(Saved entries)
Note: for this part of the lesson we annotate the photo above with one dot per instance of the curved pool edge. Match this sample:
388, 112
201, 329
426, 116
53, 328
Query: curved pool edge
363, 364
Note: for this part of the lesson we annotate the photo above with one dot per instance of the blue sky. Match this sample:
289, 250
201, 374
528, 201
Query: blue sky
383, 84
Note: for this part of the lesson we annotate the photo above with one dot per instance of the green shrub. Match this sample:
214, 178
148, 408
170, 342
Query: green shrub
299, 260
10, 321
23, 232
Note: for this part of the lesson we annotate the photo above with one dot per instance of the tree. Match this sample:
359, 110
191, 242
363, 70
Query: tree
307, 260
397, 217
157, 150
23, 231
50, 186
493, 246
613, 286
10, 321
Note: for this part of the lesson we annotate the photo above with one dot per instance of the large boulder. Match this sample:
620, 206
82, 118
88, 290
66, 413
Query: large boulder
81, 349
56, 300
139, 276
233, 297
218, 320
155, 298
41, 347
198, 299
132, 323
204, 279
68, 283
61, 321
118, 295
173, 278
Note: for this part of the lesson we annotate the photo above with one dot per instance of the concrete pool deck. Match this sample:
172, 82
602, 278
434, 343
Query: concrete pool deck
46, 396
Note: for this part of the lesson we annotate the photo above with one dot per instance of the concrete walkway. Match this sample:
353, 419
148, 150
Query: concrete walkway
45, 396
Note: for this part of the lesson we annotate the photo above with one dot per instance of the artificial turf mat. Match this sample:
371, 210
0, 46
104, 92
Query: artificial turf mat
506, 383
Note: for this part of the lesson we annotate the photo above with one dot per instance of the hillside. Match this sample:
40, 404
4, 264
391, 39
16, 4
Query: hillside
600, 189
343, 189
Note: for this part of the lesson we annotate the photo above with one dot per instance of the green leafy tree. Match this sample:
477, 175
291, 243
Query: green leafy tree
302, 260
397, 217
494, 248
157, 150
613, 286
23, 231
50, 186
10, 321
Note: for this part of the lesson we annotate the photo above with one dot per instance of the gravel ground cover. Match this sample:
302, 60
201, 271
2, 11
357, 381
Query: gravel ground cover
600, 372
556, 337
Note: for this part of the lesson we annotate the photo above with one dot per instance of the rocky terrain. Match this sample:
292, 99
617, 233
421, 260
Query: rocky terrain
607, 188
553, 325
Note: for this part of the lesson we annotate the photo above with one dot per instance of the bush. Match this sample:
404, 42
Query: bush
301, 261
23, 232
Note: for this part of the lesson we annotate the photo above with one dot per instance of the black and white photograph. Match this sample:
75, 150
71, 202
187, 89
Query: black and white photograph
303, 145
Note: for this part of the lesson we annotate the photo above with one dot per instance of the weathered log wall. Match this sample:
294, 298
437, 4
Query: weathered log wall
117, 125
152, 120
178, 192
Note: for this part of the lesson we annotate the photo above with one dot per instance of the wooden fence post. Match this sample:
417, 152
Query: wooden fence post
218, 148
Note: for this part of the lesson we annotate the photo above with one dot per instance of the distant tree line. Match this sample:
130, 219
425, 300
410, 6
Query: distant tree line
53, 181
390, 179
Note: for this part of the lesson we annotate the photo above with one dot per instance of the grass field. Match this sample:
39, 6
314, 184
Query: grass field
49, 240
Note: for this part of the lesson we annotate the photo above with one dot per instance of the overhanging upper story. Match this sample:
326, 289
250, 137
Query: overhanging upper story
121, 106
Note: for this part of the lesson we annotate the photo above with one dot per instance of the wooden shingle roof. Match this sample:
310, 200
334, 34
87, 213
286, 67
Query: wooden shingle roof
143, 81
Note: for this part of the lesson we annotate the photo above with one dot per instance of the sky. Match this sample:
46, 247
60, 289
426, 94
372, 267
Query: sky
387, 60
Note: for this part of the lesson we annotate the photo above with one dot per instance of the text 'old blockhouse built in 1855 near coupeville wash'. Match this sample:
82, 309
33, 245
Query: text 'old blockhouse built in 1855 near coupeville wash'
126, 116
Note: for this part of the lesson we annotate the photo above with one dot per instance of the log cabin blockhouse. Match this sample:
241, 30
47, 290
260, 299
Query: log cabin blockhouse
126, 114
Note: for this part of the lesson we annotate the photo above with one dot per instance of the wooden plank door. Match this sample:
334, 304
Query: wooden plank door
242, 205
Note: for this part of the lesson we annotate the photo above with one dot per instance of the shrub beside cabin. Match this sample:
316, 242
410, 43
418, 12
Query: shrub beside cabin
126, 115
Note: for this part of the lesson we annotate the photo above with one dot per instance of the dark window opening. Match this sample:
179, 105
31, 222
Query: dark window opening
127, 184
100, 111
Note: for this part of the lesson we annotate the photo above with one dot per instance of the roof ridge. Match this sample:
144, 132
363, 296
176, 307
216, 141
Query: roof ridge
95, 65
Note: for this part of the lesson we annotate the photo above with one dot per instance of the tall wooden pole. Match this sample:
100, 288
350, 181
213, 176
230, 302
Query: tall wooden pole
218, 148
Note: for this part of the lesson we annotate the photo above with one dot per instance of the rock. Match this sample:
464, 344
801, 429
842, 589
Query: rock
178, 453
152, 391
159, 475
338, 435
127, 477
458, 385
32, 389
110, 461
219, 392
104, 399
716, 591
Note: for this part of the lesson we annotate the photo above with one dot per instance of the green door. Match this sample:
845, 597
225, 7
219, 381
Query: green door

**Brief:**
Print the entries exactly.

**Written answer:**
Note: for this part of the lesson we annotate the photo above with one dot per instance of the curved pool edge. Match this sample:
388, 112
201, 329
426, 116
53, 328
Query: curved pool edge
363, 364
Note: for this part of the lesson we annotate the photo above with one dot per instance of the blue sky. Match this sample:
289, 250
201, 374
528, 201
Query: blue sky
383, 84
Note: for this part of the lesson we annotate the photo above with one dot per instance of the green shrub. Match this sample:
214, 178
148, 408
170, 342
Query: green shrub
299, 260
10, 321
23, 232
Note: for this part of the lesson we annotate the photo above with one dot per instance of the tree. Match this sample:
359, 110
191, 242
363, 70
Query: tree
307, 260
397, 217
157, 150
23, 231
50, 186
493, 246
613, 286
10, 321
Note: for this part of the lesson we annotate the photo above with one dot per instance of the large boulder. Match this sample:
620, 206
82, 118
88, 290
66, 413
Query: large boulder
81, 349
56, 300
139, 276
233, 297
218, 320
155, 298
41, 347
198, 299
132, 323
204, 279
68, 283
61, 321
118, 295
173, 278
Note: for this part of the lesson we annotate the photo above with one dot per instance of the concrete pool deck. Match this sample:
172, 82
602, 278
434, 343
Query: concrete pool deck
46, 396
Note: for this part of the lesson we annotate the photo above with one dot per instance of the concrete walkway. Match this sample:
353, 419
148, 150
Query: concrete walkway
45, 396
Note: for this part of the lesson we annotate the photo above with one dot per instance of the artificial turf mat. Match this sample:
371, 210
0, 46
104, 92
Query: artificial turf mat
506, 383
Note: for this part of the lesson we annotate the photo above with one dot per instance of the hillside. Match this sample:
40, 404
4, 264
391, 39
16, 4
Query: hillside
600, 189
343, 189
Note: for this part of the lesson we annotate the photo above with one dot per instance of the green leafy tree. Match this sample:
477, 175
291, 243
Query: green leafy tree
302, 260
397, 217
494, 248
157, 150
613, 286
23, 231
50, 186
10, 321
Note: for this part of the lesson we annotate the photo above with one dot per instance of the gravel ground cover. Match this sample:
302, 60
201, 271
2, 11
357, 381
Query: gravel ground cover
600, 372
556, 337
Note: for this part of the lesson we annotate the photo above with one dot per instance of the rocky terrain. Match this sample:
292, 99
617, 233
421, 260
Query: rocky terrain
607, 188
553, 325
Note: for this part of the lesson we annotate the photo above with one dot per instance of the bush. Match this sample:
404, 42
Query: bush
301, 261
23, 232
Note: for this part of the lesson we annotate the photo above with one dot per instance of the black and white photograph. Match this sample:
75, 150
71, 202
187, 89
Query: black and white photograph
303, 145
Note: for this part of the lesson we annotate the photo above with one dot per instance of the weathered log wall. Match this sample:
294, 298
437, 4
Query: weathered log wall
117, 125
152, 120
178, 192
Note: for this part of the lesson we annotate the photo above with one dot per instance of the wooden fence post. Match this sample:
417, 152
Query: wooden fence post
218, 148
Note: for this part of the lesson we annotate the photo above with one dot per instance of the distant tree line. Match this sample:
130, 219
425, 300
410, 6
Query: distant tree line
53, 181
390, 179
Note: for this part of the lesson we annotate the photo above with one dot per instance of the grass field. Match this sample:
39, 6
314, 184
Query: grass field
49, 240
Note: for this part of the lesson we annotate the photo above with one dot per instance of the overhanging upper story. Match this sample:
326, 289
250, 137
Query: overhanging upper story
121, 106
Note: for this part of the lesson we annotate the photo above with one dot per instance of the wooden shingle roof. Match this sample:
310, 200
334, 34
87, 213
286, 67
Query: wooden shingle roof
143, 81
Note: for this part of the lesson we annotate the photo above with one dot per instance of the sky. Match this sample:
46, 247
60, 289
426, 94
372, 267
Query: sky
387, 60
Note: for this part of the lesson we annotate the photo above with one dot per instance of the text 'old blockhouse built in 1855 near coupeville wash'. Match this sample:
82, 309
33, 245
Query: text 'old blockhouse built in 1855 near coupeville wash'
126, 116
Note: for this part of the lesson we annotate the photo above with one dot per instance of the log cabin blockhouse. Match this sample:
241, 30
47, 290
260, 299
Query: log cabin blockhouse
126, 114
Note: for this part of the lesson we annotate the photo above with one dot per instance of the wooden plank door. Match this sample:
334, 304
Query: wooden plank door
242, 205
Note: for this part of the lesson we annotate the photo above with one dot per instance of the shrub beside cabin. Match this sample:
316, 242
410, 43
418, 12
Query: shrub beside cabin
126, 115
Note: for this part of the lesson we annotate the photo above with one dot per instance of the dark window opening. Match this sample:
179, 105
31, 222
Query: dark window opening
127, 184
100, 111
Note: for this part of the lesson we annotate the photo above with one dot per instance of the roof ridge. Match this sample:
144, 132
363, 296
176, 307
216, 141
Query: roof ridge
95, 65
Note: for this part of the lesson we annotate the photo above with one dot per instance of the tall wooden pole. Match this sample:
100, 288
350, 181
213, 176
230, 302
Query: tall wooden pole
218, 148
Note: for this part of the lesson we annotate the photo above with one dot per instance of the rock. Match this sample:
464, 344
801, 429
842, 589
Query: rock
178, 453
152, 391
159, 475
338, 435
127, 477
458, 385
32, 389
110, 461
219, 392
104, 399
716, 591
Note: for this part of the lesson we annotate the photo above with one dot per instance of the green door. Match this sample:
845, 597
225, 7
219, 381
Query: green door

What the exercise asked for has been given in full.